Cameron Carpenter überlässt nichts dem Zufall. Mit seinem glitzernden Frack, dem kantigen Irokesenhaarschnitt, den dornenbewehrten Schuhen und gestählten Oberarmmuskeln ist er ein fleischgewordenes Ausrufezeichen. Überall Stacheln, jede Faser muss kämpfen, alles an ihm scheint zu schreien: «Ich! Bin! Anders!».
Doch die rotzige Punk-Attitüde, die der Bad Boy der Orgel mitunter so angestrengt bemüht, könnte auf eine falsche Fährte führen. So gibt es scheinbar immer noch Leute, die in Carpenter den unseriösen, gedankenlosen Frevler sehen, dem nichts auf der Welt heilig ist. Schon die armen, altersschwachen Kirchenorgeln, auf denen er sich anfangs in seiner amerikanischen Heimat abarbeitete, galten manch einem wegen Carpenter als regelrecht entweiht.
Feldzug mit heiligem Ernst
Carpenter sucht die Entgrenzung, den musikalischen Rausch und agiert dabei so punkig, spontan und unkontrolliert wie ein Buchhalter. Fast schon furchteinflössend, wie überlegt und mit welch heiligem Ernst hier jemand seine Mission verfolgt: seinen persönlichen Feldzug zur «Befreiung der Orgel», bei dem er offenbar weder stilistisch noch spieltechnisch in irgendeiner Weise limitiert ist.

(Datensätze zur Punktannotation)
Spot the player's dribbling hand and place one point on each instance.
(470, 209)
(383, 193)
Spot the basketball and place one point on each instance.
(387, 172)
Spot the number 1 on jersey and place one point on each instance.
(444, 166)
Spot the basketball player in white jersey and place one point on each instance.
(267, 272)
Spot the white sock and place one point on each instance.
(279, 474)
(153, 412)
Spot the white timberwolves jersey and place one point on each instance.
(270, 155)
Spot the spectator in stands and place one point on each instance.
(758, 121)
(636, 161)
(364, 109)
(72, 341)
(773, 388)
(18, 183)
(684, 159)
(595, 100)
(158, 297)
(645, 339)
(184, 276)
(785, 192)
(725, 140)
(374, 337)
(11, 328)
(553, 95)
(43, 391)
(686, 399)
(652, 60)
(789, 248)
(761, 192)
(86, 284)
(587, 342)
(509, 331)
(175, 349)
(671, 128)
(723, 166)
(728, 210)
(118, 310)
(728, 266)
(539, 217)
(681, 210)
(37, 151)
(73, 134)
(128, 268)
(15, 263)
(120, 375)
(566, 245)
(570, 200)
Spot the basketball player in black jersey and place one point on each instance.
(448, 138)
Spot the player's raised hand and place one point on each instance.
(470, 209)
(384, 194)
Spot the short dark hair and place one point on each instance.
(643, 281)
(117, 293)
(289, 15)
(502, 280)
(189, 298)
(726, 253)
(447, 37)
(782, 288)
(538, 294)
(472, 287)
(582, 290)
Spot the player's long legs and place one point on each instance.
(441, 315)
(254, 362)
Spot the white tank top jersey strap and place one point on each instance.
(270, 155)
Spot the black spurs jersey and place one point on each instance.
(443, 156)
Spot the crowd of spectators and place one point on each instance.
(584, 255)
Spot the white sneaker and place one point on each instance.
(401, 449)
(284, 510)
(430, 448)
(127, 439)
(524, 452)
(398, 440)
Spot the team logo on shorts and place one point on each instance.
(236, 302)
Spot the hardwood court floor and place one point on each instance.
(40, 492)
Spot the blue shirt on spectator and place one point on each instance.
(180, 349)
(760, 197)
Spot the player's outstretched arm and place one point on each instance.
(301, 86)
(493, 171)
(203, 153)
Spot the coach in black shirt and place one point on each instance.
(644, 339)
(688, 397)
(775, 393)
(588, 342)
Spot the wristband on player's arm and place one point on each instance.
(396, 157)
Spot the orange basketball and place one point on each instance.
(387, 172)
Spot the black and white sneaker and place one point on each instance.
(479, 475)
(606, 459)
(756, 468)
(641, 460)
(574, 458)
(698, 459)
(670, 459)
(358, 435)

● **Aufgabe**
Schreiben Sie aus dem Ausgangstext über Cameron Carpenter den Abschnitt wortgetreu ab, der bei den Worten „Doch die rotzige“ beginnt und nach den Worten „Weise limitiert ist.“ endet.

● **Lösung**
Doch die rotzige Punk-Attitüde, die der Bad Boy der Orgel mitunter so angestrengt bemüht, könnte auf eine falsche Fährte führen. So gibt es scheinbar immer noch Leute, die in Carpenter den unseriösen, gedankenlosen Frevler sehen, dem nichts auf der Welt heilig ist. Schon die armen, altersschwachen Kirchenorgeln, auf denen er sich anfangs in seiner amerikanischen Heimat abarbeitete, galten manch einem wegen Carpenter als regelrecht entweiht.
Feldzug mit heiligem Ernst
Carpenter sucht die Entgrenzung, den musikalischen Rausch und agiert dabei so punkig, spontan und unkontrolliert wie ein Buchhalter. Fast schon furchteinflössend, wie überlegt und mit welch heiligem Ernst hier jemand seine Mission verfolgt: seinen persönlichen Feldzug zur «Befreiung der Orgel», bei dem er offenbar weder stilistisch noch spieltechnisch in irgendeiner Weise limitiert ist.